What you will do.
1: Can you write out the part of the tsunami disease-risk article that begins at the words "Unicef executive director" and stops after the words "Organization (WHO), agreed."?
2: How would the article on disease risks after the tsunamis go on from its last sentence? Extend it.

Extract provided.
Cholera, malaria, dengue fever and diarrhoeal diseases could take hold in the next week unless fresh drinking water and medical supplies reach the areas affected by the disaster.

But relief agencies have warned there may be problems accessing areas, and ensuring people have access to clean water.

Unicef executive director Carol Bellamy said "time is of the essence right now".

"Hundreds of thousands of people fought to survive the tsunamis. Now we need to help them survive the aftermath.

"For children, the next few days will be the most critical."

Death toll

Dr David Nabarro, of the World Health Organization (WHO), agreed.

He warned if relief did not reach people by the end of the week there would be a rise in diarrhoeal diseases within two weeks.

Western governments have promised more than 50m of relief while aid agencies are also sending supplies of medicine and water purification equipment.

The WHO has already warned the numbers killed by subsequent diseases could exceed the 60,000 estimated to have died when the tsunamis hit on Sunday.

[Entries excerpted from a collection]
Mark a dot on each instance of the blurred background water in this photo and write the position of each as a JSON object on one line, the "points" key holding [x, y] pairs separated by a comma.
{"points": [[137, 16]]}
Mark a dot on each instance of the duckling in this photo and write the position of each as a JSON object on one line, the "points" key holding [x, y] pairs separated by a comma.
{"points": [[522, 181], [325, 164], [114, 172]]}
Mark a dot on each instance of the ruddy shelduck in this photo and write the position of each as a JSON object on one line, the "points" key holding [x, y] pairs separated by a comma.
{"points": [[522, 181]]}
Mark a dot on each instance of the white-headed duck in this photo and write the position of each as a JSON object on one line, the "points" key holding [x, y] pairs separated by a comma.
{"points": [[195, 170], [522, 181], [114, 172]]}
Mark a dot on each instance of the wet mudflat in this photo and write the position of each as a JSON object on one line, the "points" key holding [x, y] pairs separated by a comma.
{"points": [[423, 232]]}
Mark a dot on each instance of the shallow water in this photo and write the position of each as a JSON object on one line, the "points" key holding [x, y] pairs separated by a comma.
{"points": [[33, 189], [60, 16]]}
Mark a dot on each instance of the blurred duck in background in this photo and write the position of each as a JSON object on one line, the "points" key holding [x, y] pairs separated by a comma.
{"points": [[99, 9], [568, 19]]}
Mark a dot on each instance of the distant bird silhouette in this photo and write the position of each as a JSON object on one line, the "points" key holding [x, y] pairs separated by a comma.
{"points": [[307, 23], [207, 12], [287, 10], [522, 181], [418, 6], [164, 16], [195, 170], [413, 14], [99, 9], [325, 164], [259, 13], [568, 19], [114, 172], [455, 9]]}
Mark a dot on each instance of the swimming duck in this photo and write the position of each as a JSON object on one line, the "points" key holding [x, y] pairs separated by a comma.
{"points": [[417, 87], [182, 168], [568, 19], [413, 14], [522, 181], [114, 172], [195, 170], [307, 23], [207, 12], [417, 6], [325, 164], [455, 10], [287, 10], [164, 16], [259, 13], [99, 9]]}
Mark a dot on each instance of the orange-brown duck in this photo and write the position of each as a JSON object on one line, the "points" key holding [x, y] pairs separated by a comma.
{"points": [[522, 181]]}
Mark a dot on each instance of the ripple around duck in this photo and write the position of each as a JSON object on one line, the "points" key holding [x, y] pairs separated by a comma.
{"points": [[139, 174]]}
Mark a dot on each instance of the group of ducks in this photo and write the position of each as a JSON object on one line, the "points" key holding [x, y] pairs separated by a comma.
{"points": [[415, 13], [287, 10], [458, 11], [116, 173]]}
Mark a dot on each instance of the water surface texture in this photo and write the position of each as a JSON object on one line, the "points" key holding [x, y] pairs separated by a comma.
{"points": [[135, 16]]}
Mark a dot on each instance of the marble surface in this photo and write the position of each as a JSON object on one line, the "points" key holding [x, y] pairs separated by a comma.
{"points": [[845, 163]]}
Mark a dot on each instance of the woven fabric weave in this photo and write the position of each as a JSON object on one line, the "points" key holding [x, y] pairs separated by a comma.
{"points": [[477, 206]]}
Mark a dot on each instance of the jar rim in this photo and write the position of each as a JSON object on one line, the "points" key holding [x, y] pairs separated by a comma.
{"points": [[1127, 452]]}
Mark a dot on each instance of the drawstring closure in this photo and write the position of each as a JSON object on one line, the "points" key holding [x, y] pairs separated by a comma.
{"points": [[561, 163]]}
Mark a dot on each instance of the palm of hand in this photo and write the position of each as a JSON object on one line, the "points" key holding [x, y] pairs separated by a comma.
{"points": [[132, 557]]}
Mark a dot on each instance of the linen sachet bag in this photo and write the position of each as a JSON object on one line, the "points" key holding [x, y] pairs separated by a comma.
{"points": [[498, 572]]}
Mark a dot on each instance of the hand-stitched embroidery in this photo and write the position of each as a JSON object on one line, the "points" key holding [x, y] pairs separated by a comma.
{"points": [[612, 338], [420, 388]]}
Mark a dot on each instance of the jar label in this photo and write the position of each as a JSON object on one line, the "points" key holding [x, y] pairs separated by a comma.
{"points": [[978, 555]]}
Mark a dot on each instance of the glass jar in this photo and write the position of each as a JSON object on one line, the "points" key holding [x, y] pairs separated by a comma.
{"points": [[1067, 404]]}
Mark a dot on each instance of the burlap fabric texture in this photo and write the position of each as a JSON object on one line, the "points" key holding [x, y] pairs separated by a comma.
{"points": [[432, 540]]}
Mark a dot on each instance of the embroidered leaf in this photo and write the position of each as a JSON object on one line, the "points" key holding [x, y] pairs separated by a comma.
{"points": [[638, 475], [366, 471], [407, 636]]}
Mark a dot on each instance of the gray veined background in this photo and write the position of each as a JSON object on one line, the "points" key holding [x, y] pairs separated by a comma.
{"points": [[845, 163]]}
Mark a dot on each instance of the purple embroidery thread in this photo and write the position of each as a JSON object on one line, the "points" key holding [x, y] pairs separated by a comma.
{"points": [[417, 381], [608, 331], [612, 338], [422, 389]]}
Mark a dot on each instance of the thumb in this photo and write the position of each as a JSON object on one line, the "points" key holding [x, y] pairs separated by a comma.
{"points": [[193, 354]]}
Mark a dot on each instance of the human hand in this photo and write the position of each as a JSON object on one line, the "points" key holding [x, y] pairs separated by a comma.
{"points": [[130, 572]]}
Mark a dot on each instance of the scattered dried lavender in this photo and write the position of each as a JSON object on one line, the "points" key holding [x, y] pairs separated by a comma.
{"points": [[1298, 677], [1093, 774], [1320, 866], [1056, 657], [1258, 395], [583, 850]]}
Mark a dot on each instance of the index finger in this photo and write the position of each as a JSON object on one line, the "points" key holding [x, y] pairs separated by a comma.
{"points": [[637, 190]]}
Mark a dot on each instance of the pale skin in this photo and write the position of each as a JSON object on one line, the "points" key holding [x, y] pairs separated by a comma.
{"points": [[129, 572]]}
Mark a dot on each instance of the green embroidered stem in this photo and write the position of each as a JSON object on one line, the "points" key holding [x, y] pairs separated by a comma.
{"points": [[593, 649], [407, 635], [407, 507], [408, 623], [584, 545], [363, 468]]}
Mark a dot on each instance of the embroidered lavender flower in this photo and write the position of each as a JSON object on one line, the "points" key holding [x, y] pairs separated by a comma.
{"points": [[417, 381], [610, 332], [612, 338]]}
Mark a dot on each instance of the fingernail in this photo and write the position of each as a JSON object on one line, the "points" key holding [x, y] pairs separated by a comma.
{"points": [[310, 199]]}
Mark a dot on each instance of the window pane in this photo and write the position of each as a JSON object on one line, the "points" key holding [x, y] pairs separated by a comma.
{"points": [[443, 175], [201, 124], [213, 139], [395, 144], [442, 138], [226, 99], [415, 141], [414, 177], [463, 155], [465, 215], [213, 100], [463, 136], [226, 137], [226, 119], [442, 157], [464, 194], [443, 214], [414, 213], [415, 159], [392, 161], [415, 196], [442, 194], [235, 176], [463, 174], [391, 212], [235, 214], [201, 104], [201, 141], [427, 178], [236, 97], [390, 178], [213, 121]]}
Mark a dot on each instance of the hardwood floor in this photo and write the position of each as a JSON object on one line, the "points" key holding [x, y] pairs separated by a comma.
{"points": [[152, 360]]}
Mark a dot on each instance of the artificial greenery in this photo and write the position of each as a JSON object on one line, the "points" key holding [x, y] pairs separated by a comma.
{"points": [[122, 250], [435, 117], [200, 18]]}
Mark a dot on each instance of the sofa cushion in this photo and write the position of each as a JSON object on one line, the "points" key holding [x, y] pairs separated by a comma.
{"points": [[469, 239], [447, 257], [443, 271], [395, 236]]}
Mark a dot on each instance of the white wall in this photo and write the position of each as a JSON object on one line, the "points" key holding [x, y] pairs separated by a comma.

Written responses.
1:
Unicef executive director Carol Bellamy said "time is of the essence right now".

"Hundreds of thousands of people fought to survive the tsunamis. Now we need to help them survive the aftermath.

"For children, the next few days will be the most critical."

Death toll

Dr David Nabarro, of the World Health Organization (WHO), agreed.

2:
Corrine Woods, who is helping co-ordinate Unicef's aid response in India, said access to areas affected by the tsunamis was a concern.

There is no point just throwing aid as quickly as possible at the countries affected
International Federation of Red Cross and Red Crescent Societies spokesman

She said 2,500 water storage tanks, each holding 500 litres, water purification powder and rehydration tablets were on their way to affected states.

Speaking from India, she also told BBC News: "We are also facing a challenge to make sure people know what precautions they should take.

"Water supplies have been contaminated and we are sending people around the areas affected to tell people how they can get hold of fresh drinking water once the supplies arrive."

Experts say getting clean water, and managing the disposal of human waste are the key priorities.

But they say the accumulation of dead bodies is not as great a risk as people believe, and it is the living who pollute the water.

In Sri Lanka, Tamil Tiger rebels have complained aid is not reaching areas under their control.

And Ted Chaiban, speaking from Unicef's office in the capital, Colombo, said Sri Lankans and the relief effort was at risk from landmines.


"Mines were floated by the floods and washed out of known mine fields, so now we don't know where they are and the warning signs on mined areas have been swept away or destroyed."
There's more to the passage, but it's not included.